begin Records to use

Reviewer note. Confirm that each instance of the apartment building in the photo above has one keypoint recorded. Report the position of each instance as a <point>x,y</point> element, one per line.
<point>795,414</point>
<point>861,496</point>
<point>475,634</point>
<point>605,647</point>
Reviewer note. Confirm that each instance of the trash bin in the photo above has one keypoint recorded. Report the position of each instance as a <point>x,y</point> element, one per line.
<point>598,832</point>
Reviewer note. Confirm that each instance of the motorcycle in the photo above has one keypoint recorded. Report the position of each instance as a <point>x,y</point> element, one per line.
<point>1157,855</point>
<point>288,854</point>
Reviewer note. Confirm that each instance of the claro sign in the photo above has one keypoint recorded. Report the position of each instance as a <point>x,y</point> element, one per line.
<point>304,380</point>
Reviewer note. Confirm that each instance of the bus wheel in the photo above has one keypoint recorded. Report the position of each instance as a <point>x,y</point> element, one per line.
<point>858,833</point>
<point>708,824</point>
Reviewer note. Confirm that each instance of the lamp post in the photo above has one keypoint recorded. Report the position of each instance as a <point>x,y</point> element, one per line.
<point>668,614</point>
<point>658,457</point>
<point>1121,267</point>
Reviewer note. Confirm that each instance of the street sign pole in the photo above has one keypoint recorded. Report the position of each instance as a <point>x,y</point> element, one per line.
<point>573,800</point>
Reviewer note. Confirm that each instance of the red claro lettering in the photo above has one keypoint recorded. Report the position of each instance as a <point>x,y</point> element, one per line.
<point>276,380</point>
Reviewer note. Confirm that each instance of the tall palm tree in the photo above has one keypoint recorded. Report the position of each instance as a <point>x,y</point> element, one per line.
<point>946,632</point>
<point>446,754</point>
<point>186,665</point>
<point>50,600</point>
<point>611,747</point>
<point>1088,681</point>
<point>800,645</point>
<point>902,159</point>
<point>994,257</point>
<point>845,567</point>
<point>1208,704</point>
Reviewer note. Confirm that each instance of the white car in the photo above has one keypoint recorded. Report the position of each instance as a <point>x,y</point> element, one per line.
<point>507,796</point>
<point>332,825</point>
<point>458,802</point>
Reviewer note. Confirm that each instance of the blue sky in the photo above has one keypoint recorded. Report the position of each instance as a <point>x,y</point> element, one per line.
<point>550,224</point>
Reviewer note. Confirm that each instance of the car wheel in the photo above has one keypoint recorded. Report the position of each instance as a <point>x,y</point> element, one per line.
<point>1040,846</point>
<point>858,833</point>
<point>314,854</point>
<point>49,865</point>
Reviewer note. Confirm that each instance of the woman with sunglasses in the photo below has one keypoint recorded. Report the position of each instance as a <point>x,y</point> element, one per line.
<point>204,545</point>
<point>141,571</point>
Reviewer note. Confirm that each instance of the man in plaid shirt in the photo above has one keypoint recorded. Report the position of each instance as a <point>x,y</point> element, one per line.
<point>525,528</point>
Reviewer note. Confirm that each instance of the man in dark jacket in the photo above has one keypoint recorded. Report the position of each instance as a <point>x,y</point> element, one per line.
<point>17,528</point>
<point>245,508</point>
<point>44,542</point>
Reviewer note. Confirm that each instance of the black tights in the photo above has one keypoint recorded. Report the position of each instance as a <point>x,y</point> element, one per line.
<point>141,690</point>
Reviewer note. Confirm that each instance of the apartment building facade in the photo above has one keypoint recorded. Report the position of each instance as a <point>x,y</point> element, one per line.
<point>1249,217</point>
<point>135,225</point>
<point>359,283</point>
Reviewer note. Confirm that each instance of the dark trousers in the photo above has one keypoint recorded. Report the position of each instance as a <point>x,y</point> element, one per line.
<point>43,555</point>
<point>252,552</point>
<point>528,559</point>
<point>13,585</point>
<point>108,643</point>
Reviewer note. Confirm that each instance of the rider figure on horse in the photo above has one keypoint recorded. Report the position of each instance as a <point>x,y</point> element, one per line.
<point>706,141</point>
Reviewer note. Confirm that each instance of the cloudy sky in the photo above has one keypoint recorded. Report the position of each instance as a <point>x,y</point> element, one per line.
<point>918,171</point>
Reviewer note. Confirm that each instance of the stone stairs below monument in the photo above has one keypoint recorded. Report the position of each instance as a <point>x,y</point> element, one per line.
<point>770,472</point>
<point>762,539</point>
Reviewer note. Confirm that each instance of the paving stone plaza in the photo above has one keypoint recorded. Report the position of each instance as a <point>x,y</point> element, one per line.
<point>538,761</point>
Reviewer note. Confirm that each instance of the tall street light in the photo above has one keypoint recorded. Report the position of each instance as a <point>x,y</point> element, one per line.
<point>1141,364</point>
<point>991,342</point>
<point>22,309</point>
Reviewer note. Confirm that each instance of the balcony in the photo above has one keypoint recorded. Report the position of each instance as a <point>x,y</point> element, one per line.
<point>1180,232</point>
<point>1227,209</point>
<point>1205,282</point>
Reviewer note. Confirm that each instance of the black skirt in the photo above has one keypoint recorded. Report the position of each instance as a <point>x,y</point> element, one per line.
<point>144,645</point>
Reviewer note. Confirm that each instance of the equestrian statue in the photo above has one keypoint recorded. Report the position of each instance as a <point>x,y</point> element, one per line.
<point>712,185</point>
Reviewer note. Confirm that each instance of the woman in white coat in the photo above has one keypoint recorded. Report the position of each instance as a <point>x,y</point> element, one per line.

end Records to use

◆ **Written instruction**:
Resize the portion of the listing that starts at the line containing "Reviewer note. Confirm that each instance of the bus" and ends at the line containing "<point>276,380</point>", both lines included. Reproduce only those lines, with the requests unchanged, and multiply every coordinate in the answers by 1.8, rounding to whole numbers with halves rounded up.

◆ **Correct answer**:
Reviewer note. Confirm that each instance of the bus wheel in the photo above has one keypoint recorded. Report the position of each instance as a <point>x,y</point> element, one per line.
<point>1544,1499</point>
<point>1274,1483</point>
Reviewer note. Confirm that each instance of the lamp post in the photo above has one keypoint recorded. Report the position of each instance as a <point>x,y</point> element, one per line.
<point>1202,1105</point>
<point>1184,823</point>
<point>2018,481</point>
Reviewer note. Confirm that each instance of the street sign pole in the photo above has one keypoint recorded. Report the position of each instance as a <point>x,y</point> element, one per line.
<point>1031,1440</point>
Reviewer note. Confirm that each instance of the red claro lettering in the photo above has one keypoint recorded. Report the position of each instance as a <point>x,y</point> element, one per line.
<point>497,684</point>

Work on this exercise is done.